Actions to take
• a. Summarize the blog post on auditions in two sentences.
• b. Based on the blog post on auditions, answer yes or no to each statement below and quote the words from the post that decide it.
(i) The writer describes being a ritualistic person.
(ii) The writer says the myth of the working actor is usually told in the singular.
(iii) The writer finds that a silent inbox brings a sense of relief.
• c. Continue the blog post on auditions from its last sentence.

Document text
****************

HOW TO GET MORE AUDITIONS
- Akta Photography

- Oct 20
- 7 min read
Writer: Takunda Muzondiwa
I The Mirage of the Overflowing Inbox
There are many ways in which my writing of this blog has come to feel confessional. A confession of my obsessive inbox refreshing. My Alice-like descents into rabbit hole forums for tips from others who have come to mistake their scarcity of booking for proof of their failures. I am a ritualistic person. It often begins with opening my email, refreshing, waiting, refreshing again, as if the clicking might summon an audition from the ether. The silence of the inbox becomes its own indictment: if I were good enough, wouldn’t there be something reaching out to me? I find that the myth of the working actor is often told in plural; auditions stacking up like unopened letters, self-tapes pouring in so fast you hardly have time to change your shirt. In this telling, the measure of your worth is in volume: more auditions, more progress. Fewer auditions, irrelevance.

****************

Information given
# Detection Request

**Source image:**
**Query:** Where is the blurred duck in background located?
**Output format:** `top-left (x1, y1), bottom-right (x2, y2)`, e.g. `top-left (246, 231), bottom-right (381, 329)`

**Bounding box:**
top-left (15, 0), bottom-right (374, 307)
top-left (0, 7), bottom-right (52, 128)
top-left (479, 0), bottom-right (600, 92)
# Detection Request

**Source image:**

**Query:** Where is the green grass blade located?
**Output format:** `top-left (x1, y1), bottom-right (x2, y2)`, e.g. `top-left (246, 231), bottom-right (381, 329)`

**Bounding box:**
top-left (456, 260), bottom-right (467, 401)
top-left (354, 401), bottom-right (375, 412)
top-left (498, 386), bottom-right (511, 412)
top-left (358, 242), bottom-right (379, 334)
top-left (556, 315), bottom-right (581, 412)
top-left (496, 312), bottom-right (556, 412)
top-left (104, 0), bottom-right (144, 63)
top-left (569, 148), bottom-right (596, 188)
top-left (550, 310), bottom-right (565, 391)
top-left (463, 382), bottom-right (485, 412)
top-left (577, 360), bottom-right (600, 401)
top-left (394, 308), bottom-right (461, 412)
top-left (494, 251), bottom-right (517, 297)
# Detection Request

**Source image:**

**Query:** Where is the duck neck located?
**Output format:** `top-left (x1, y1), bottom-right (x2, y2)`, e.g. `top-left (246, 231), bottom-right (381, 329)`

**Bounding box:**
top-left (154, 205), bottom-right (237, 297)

****************

Solved problems
• a. The writer describes a ritual of opening email, refreshing it again and again, and descending into forums for tips, with the inbox's silence coming to feel like an indictment of not being good enough. The writer observes that the myth of the working actor measures worth by volume, so more auditions mean progress and fewer mean irrelevance.

• b.
(i) Yes: "I am a ritualistic person."
(ii) No: "the myth of the working actor is often told in plural"
(iii) No: "The silence of the inbox becomes its own indictment"

• c.
It is a dangerous arithmetic, this calculation of opportunity as self worth. And yet it is the most common question I hear from actors standing at the threshold of the industry: How do I get more auditions? Where do I find them if I don’t have an agent? And if I do have one, how do I make sure they are working hard enough on my behalf? Beneath the phrasing sits the deeper fear: Will I ever be seen?
If there is one thing I am coming to realise about how the pursuit of acting is sustained, it is that auditions are not oxygen. You can survive without them. What you cannot survive without — what no actor can afford to neglect — is the work that makes you skilful at the craft.
II The Agent Is Not the Engine
There is a pedestal that needs to be dismantled for the early career actor. For those without an agent, the absence feels like exclusion from the machinery of the industry. For those with an agent, the relationship can calcify into a quiet resentment: Why aren’t they getting me more? Why aren’t they opening bigger doors? The danger in both positions is the same: to believe that your career rests entirely in the hands of someone else.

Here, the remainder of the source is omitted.